Brief: Filter the listing below down to the lines containing the word "wooden", and copy each of those lines out. Match case exactly.

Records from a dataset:
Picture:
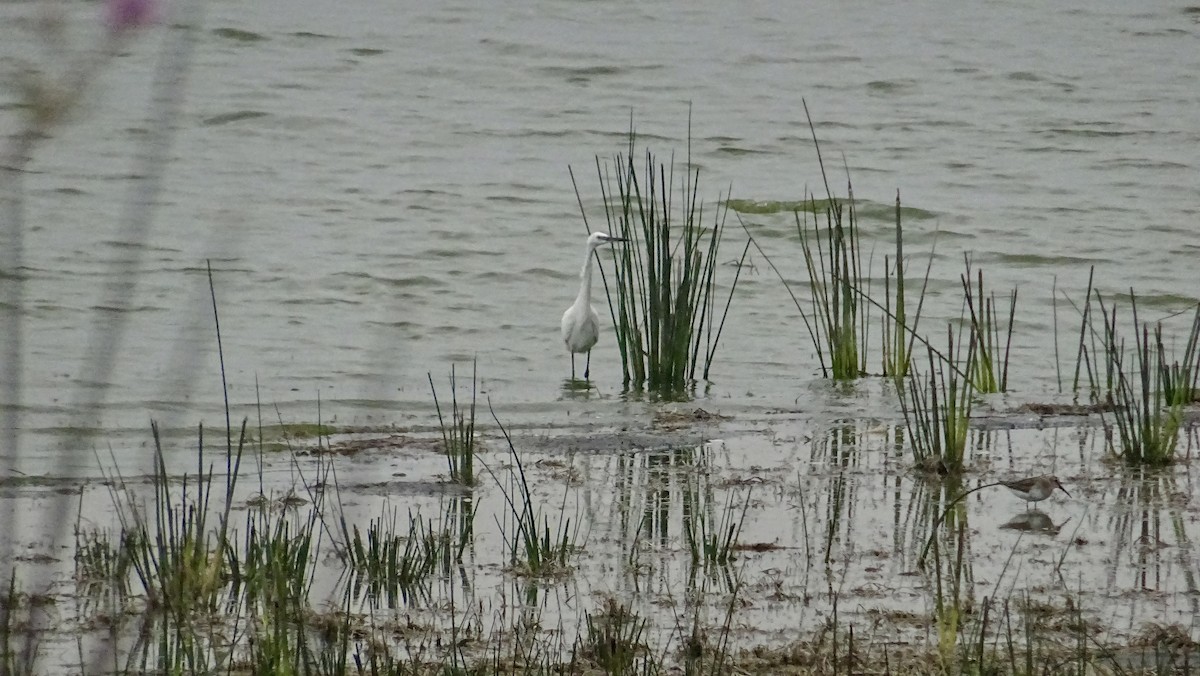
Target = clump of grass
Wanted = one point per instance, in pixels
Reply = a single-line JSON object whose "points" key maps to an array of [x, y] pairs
{"points": [[837, 281], [613, 638], [181, 561], [100, 564], [665, 312], [936, 410], [534, 545], [1146, 396], [988, 368], [394, 567], [898, 335], [459, 435]]}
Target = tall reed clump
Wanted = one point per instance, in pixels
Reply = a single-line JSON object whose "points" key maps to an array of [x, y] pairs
{"points": [[459, 434], [666, 310], [988, 368], [1146, 396], [838, 283], [937, 408], [898, 336]]}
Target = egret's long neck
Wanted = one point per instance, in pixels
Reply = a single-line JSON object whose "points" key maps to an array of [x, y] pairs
{"points": [[585, 295]]}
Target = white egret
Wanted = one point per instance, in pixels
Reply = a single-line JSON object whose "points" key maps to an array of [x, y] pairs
{"points": [[581, 322]]}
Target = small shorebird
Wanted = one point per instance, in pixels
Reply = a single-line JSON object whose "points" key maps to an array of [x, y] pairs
{"points": [[1035, 489]]}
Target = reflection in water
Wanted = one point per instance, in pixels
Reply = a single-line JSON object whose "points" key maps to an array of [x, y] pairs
{"points": [[1152, 539], [1033, 521]]}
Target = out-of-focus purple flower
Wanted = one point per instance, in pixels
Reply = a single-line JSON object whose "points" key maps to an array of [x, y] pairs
{"points": [[126, 15]]}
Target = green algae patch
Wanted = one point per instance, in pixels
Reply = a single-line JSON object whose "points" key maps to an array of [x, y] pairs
{"points": [[777, 205], [280, 437], [863, 209]]}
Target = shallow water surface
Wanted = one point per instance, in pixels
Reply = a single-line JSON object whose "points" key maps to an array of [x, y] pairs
{"points": [[383, 192]]}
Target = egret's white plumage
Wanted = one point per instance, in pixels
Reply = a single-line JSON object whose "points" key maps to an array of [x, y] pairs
{"points": [[581, 322]]}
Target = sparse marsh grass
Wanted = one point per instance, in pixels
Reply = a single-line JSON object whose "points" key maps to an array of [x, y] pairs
{"points": [[534, 546], [667, 313], [101, 566], [395, 567], [1146, 388], [459, 434]]}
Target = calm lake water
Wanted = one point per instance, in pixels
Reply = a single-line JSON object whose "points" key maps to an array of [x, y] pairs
{"points": [[383, 191]]}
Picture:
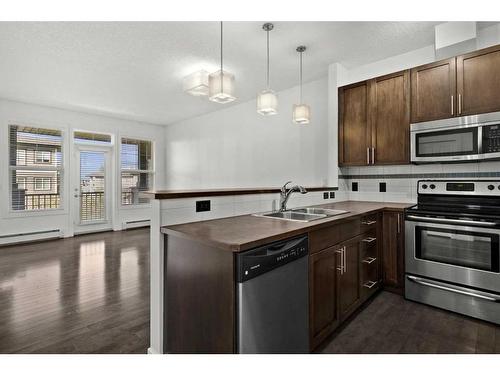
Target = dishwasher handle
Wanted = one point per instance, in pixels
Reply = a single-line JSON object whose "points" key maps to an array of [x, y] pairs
{"points": [[253, 263]]}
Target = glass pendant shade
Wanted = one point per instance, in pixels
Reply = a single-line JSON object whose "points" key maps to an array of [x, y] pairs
{"points": [[267, 103], [196, 84], [221, 87], [301, 114]]}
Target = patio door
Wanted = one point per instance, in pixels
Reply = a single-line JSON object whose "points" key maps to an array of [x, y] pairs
{"points": [[92, 192]]}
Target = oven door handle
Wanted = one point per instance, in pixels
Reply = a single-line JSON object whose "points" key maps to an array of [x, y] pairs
{"points": [[468, 292], [454, 221]]}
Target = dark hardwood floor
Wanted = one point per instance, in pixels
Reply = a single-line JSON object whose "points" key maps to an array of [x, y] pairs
{"points": [[87, 294], [391, 324], [90, 294]]}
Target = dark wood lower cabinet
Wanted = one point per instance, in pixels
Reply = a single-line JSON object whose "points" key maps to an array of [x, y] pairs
{"points": [[349, 295], [393, 251], [323, 316]]}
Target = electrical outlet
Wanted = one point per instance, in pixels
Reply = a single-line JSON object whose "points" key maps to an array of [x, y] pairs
{"points": [[202, 206]]}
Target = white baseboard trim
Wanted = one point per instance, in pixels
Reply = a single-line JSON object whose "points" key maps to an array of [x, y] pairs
{"points": [[152, 351]]}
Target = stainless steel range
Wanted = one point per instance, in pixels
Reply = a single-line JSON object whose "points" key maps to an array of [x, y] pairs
{"points": [[453, 248]]}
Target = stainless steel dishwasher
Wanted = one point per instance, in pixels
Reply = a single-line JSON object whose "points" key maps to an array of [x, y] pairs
{"points": [[273, 298]]}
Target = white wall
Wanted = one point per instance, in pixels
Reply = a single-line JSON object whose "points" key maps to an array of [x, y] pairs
{"points": [[26, 114], [237, 147]]}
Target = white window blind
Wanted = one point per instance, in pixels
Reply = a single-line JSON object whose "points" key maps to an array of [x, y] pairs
{"points": [[137, 170], [35, 167]]}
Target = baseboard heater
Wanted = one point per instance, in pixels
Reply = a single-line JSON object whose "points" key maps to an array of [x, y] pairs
{"points": [[8, 239], [136, 224]]}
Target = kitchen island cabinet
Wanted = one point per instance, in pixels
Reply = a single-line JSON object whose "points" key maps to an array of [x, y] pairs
{"points": [[200, 294]]}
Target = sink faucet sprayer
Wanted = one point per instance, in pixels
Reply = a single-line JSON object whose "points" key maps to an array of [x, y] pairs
{"points": [[285, 194]]}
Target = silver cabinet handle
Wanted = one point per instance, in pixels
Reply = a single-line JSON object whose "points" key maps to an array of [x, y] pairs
{"points": [[465, 291], [344, 265], [341, 268], [369, 260], [441, 220], [370, 284]]}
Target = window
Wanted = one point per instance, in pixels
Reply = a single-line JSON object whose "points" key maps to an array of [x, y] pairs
{"points": [[42, 183], [42, 157], [92, 138], [21, 157], [35, 168], [136, 170], [21, 183]]}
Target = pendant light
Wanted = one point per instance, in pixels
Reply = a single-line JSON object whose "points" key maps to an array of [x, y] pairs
{"points": [[221, 83], [267, 101], [301, 111]]}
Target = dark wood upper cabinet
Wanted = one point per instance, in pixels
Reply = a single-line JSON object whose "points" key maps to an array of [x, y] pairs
{"points": [[354, 136], [478, 81], [433, 88], [393, 251], [390, 118], [374, 121], [323, 317]]}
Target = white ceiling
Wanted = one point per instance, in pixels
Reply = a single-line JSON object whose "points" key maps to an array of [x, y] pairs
{"points": [[134, 70]]}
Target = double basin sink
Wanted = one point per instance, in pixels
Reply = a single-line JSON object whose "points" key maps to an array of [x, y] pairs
{"points": [[305, 214]]}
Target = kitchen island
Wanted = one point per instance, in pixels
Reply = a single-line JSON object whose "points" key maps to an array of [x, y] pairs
{"points": [[199, 313]]}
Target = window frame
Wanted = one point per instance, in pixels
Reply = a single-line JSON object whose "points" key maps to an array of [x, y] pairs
{"points": [[43, 179], [150, 172], [43, 167], [42, 161]]}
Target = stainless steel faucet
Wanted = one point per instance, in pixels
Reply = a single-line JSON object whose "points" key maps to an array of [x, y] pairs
{"points": [[285, 194]]}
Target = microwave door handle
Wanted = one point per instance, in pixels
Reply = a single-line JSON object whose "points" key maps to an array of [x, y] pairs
{"points": [[454, 221], [465, 291], [479, 140]]}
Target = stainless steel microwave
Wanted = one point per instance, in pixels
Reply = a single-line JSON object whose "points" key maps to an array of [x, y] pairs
{"points": [[467, 138]]}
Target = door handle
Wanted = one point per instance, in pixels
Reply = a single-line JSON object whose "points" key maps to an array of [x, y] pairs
{"points": [[444, 221], [465, 291], [341, 260], [369, 260]]}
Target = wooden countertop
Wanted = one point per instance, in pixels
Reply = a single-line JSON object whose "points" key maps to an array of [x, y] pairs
{"points": [[173, 194], [239, 233]]}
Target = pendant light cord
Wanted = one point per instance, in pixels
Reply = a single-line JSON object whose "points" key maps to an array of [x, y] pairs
{"points": [[221, 59], [267, 31], [301, 77]]}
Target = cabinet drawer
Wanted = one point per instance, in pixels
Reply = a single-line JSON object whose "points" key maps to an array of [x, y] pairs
{"points": [[369, 222], [369, 243], [322, 238], [370, 275]]}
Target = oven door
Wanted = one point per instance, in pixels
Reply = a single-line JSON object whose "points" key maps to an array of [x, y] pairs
{"points": [[459, 254], [448, 144]]}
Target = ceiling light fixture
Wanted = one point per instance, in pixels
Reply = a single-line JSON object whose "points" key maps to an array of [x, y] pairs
{"points": [[221, 83], [196, 84], [267, 101], [301, 111]]}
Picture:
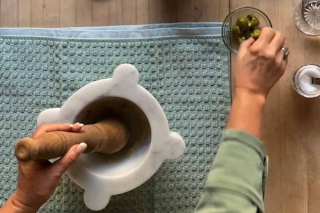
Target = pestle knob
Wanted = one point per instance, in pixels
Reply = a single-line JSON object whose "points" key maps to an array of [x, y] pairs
{"points": [[107, 137]]}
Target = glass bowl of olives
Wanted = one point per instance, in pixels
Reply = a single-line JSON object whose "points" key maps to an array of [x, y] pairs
{"points": [[241, 24]]}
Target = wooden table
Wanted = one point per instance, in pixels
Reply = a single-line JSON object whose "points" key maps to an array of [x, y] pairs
{"points": [[291, 131]]}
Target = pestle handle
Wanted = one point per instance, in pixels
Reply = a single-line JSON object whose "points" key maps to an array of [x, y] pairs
{"points": [[107, 137]]}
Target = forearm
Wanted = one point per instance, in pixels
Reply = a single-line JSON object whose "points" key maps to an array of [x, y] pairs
{"points": [[246, 112], [236, 180], [14, 206]]}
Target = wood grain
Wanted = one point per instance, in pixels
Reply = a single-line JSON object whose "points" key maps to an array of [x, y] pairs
{"points": [[67, 13], [129, 12], [115, 12], [100, 13], [9, 13], [24, 13], [185, 10], [107, 137], [143, 7], [51, 17], [290, 128], [84, 13], [289, 131], [36, 13]]}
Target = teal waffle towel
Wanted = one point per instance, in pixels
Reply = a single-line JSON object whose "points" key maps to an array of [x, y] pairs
{"points": [[185, 66]]}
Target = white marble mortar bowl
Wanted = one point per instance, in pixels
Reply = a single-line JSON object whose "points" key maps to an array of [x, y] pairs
{"points": [[150, 143]]}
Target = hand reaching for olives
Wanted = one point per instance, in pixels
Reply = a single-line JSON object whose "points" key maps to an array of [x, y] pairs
{"points": [[246, 28], [260, 63]]}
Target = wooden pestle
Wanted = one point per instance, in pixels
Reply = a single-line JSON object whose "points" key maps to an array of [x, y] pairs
{"points": [[107, 137]]}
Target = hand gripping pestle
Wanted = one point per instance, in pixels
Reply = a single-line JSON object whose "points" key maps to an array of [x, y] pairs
{"points": [[107, 136]]}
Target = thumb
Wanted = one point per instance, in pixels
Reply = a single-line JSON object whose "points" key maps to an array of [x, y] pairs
{"points": [[244, 47], [61, 165]]}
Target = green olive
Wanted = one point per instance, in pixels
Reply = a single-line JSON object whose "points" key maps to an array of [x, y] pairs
{"points": [[243, 24], [256, 33], [241, 39], [252, 21], [236, 31], [247, 34]]}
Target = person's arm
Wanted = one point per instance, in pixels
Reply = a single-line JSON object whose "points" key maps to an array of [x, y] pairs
{"points": [[37, 180], [237, 178]]}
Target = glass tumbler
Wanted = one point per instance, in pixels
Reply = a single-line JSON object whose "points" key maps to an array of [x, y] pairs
{"points": [[307, 17], [306, 81]]}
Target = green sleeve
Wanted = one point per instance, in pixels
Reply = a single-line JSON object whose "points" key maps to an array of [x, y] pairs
{"points": [[237, 179]]}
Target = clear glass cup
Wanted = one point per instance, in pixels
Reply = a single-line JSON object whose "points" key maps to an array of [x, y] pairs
{"points": [[307, 17], [302, 81]]}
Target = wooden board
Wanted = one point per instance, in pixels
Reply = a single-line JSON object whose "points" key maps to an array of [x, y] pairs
{"points": [[290, 127]]}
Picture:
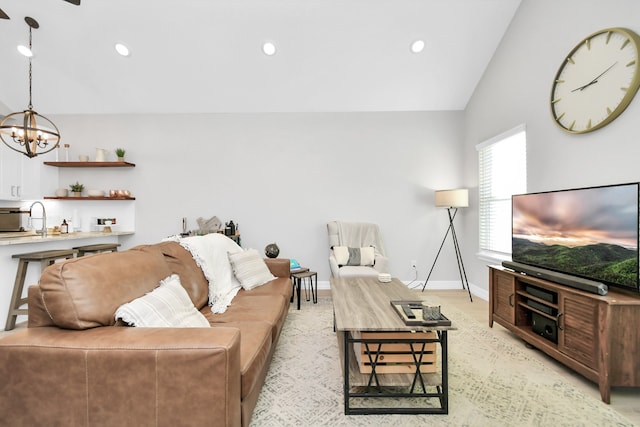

In response:
Target = wooden countertop
Target = wooden table
Target = wooden pestle
Target = wooden board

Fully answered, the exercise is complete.